Could you continue the blog post below on iPads in medical education, picking up right after its last sentence?

◆ **Document extract**
=-=-=
Blog | Thursday, May 16, 2013

QD: News Every Day--iPads susceptible to hype in medical education


Taper hopes of using iPads in medical education, said one study.

Residents generally love using their tablet technologies, but high initial expectations sometimes resulted in residents reverting to traditional ways of doing things when faced with a technologically difficult or time-consuming task.

In October 2010, 115 internal medicine residents received Apple iPads as a personal gift from Steve Jobs. Residents completed surveys on anticipated usage and perceptions 1 month before and 4 months after receiving them.

Results of the study, which was conducted by numerous ACP members and fellows at the Internal Medicine Residency of the University of Chicago, appeared in the Journal of Medical Internet Research.

All but one of the 115 of residents responded. Before getting them, most residents believed that the iPad would improve patient care and efficiency on the wards. However, fewer residents "strongly agreed" after deployment (34% vs 15% for patient care, P less than .001; 41% vs 24% for efficiency, P=.005).

Residents with higher expectations were more likely to report using the iPad for placing orders post call and during admission (71% vs 44% post call, P=.01, and 16% vs 0% admission, P=.04). One of the strongest predictors of using the iPad was already owning an Apple product.
=-=-=
◆ **Given records**

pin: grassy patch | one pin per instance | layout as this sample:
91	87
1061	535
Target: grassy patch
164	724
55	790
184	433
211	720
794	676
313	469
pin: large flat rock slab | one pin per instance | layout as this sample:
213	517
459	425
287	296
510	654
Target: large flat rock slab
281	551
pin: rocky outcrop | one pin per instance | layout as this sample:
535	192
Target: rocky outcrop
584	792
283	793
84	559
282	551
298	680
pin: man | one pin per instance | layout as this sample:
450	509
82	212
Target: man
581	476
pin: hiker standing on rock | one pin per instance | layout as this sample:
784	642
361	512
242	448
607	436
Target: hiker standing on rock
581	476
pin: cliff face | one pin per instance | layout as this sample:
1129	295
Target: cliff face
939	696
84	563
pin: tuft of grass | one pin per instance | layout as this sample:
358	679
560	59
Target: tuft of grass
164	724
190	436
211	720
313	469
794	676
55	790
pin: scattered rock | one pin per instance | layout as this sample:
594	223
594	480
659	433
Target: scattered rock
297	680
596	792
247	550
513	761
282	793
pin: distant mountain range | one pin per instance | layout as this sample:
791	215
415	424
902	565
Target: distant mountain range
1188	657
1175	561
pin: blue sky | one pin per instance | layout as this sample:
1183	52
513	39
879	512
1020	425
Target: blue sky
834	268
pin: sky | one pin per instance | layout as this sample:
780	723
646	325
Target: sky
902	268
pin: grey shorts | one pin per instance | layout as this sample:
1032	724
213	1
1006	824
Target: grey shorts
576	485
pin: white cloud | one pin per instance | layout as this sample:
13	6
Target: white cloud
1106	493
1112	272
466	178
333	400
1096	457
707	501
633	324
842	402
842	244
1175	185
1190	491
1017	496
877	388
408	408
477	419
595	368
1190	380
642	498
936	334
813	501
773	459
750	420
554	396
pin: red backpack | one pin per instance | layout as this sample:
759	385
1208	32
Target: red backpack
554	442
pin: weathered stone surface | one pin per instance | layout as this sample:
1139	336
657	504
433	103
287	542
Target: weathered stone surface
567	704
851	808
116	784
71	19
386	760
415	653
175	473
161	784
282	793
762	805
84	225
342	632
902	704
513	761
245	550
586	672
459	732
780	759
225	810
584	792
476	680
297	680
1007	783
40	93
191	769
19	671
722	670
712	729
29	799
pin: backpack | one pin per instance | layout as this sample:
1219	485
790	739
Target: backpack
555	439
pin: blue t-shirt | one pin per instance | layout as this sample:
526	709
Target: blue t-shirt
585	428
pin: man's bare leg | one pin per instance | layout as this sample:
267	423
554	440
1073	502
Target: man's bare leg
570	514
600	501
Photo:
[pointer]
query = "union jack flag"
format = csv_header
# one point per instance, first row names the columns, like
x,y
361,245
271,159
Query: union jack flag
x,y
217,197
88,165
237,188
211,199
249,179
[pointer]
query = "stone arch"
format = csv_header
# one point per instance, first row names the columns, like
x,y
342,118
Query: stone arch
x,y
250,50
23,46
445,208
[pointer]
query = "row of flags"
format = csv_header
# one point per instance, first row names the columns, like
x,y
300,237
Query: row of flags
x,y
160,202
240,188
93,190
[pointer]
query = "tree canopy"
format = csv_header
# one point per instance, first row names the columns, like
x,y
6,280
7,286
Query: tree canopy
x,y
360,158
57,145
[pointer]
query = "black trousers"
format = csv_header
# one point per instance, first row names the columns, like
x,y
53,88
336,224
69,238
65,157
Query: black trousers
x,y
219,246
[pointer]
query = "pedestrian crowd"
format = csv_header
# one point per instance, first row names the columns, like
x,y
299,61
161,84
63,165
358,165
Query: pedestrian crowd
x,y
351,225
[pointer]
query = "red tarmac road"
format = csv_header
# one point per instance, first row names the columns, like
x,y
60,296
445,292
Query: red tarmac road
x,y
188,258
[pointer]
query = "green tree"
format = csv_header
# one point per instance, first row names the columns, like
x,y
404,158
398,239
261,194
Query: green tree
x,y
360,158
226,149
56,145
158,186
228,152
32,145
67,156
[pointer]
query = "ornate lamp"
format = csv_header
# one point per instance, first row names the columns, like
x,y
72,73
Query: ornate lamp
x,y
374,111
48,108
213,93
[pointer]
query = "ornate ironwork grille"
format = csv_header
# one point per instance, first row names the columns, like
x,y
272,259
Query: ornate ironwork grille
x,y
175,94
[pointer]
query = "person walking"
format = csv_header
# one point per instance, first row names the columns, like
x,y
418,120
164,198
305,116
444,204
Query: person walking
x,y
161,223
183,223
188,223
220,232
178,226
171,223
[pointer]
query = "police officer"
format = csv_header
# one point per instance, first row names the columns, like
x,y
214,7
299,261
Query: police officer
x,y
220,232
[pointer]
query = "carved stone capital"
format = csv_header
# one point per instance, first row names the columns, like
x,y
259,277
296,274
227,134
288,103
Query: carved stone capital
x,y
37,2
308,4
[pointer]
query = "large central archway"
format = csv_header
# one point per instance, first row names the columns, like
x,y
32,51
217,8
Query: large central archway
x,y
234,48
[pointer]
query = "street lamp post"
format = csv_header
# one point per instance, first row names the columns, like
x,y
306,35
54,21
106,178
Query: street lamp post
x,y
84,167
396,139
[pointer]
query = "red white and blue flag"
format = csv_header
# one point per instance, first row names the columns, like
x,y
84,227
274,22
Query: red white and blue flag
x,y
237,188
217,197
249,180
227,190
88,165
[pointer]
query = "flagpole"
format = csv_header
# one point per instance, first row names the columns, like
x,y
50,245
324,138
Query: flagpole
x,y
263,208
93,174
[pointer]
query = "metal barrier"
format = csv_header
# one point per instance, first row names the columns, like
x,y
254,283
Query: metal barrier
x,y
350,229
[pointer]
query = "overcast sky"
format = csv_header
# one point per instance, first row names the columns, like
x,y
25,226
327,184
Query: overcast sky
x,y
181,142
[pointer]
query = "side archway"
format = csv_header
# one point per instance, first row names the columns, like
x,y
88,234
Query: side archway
=-=-=
◆ **Result of the task**
In all, 84% of residents thought the iPad was a good investment for the residency program, and 58% reported that patients commented on the iPad in a positive way.

Researchers noted that simple tasks such as reviewing labs, paging and answering clinical questions are inherently easier to learn than entering orders post call and placing admission orders through the iPad.

"Because these tasks are inherently more complex, it may be that residents who showed more excitement were more willing to expend the effort necessary to use their iPads in situations that required more time investment and effort," researchers wrote. "On the other hand, residents who did not report hype may have been more likely to revert to traditional methods when faced with technically complex tasks."